I am posting this on the morning of January 1st. The band U2 proclaimed “nothing changes” on this day. For most, that will be true.
It used to be that people hyped up the changes they wanted to make starting on this day, but now I’m seeing a shift. Rather than getting encouragement, I see a lot of people ragging on New Year’s resolutions. It’s true, we are entering “detox season.” It’s the time of starvation diets and dragging your hungover ass to the gym for your first session with Attila the Trainer. It’s also the time of white-knuckle attempts at battling some addiction or bad behavior and feeling like a failure for not being able to persevere.
It’s all some serious bullshit. Sustainable change is rarely built upon a model of constant suffering, which is why approximately 80% of New Year’s resolutions will have gone by the wayside before January comes to an end. People are right to be critical.
Nevertheless, we are, all of us, changing all the time. Not just on this day, but on all days. If you look back a decade, it’s a fair bet you’re a different person now than you were then. Go back twenty years and you’re probably substantially different.
Change happens regardless of what we do. It’s when we attempt to direct it in a way that isn’t in line with who we really are that strife is created and failure is a near certainty. When it comes to behavior change, we’re often told to take baby steps. Be a tortoise, not a hare. Slow and steady wins this race.
And that’s generally wise advice, if you’re focusing strictly on behaviors.
Have you seen the movie Shrek?
There is a scene where he says to Donkey, “Ogres are like onions.” Because layers. Well, people are like onions too. When you cut them, there can be crying. Wait, no. I mean, people have layers too.
What I’m referring to is social psychologist Milton Rokeach’s “Model of Personality.”
The out layer represents behaviors: our actions, emotions, and thoughts. Go down a layer and you have beliefs. One further and it’s attitudes. Then it’s values, and finally, and that most core level, the self: your identity of who you really are.

== DATA EXTRACT ==
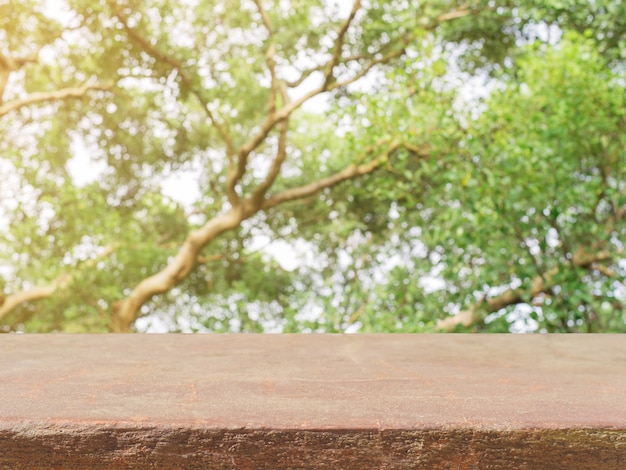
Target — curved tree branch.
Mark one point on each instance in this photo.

== WRITTEN TASK 1 ==
From the post on New Year's resolutions, list every layer of Milton Rokeach's "Model of Personality" it names, from the outside in.
== WRITTEN TASK 2 ==
Using the post on New Year's resolutions, answer yes or no for each statement below, and quote the words from the post that settle it.
(a) About 80% of New Year's resolutions are dropped before January is over.
(b) According to the post, change happens only when we work to direct it.
(c) The post says U2 proclaimed "nothing changes" on this day.
== WRITTEN TASK 3 ==
Continue the post on New Year's resolutions, starting right after its last sentence.

== FINAL ANSWER 1 ==
1. Behaviors (our actions, emotions, and thoughts)
2. Beliefs
3. Attitudes
4. Values
5. The self (your identity of who you really are)

== FINAL ANSWER 2 ==
(a) Yes: "approximately 80% of New Year’s resolutions will have gone by the wayside before January comes to an end."
(b) No: "Change happens regardless of what we do."
(c) Yes: "The band U2 proclaimed “nothing changes” on this day."

== FINAL ANSWER 3 ==
In 2016, researchers from the University of Oregon published a study in Psychological Inquiry about the “identity-value model” of self-regulation. The authors theorize that “behaviors that are connected to identity are more likely to be enacted because they hold greater subjective value.” They examined the dieter’s dilemma, investigating how people struggle with eating healthfully, and how self-control is about two opposing processes: impulsively eat the doughnut, for example, because it’s yummy, or strive to regulate that behavior and resist the treat in favor of vegetables?
When someone’s identity is one that places high value on healthy eating, there isn’t much struggle. It’s not a matter of exerting willpower; it’s acting in a way that is in direct relevance to who they are.
But much has made of the need for willpower. How it’s a limited resource that we must carefully parse out lest we run out by day’s end and dive face first into a box of Krispy Kremes. I speak of research into “ego depletion,” in which willpower is considered finite. Regular exertions of will to complete tasks or resist certain foods were thought to fatigue the mind; people run out of mental energy to adhere to their new lifestyle.
As an example, imagine a bowl of radishes sits in front of you. How hard is it to resist eating them? How much brainpower does it require to not indulge? Cue people saying, “But I love radishes!” Yeah, whatever. Not the point, because most people don’t love them.
Now imagine that same bowl filled with chocolate.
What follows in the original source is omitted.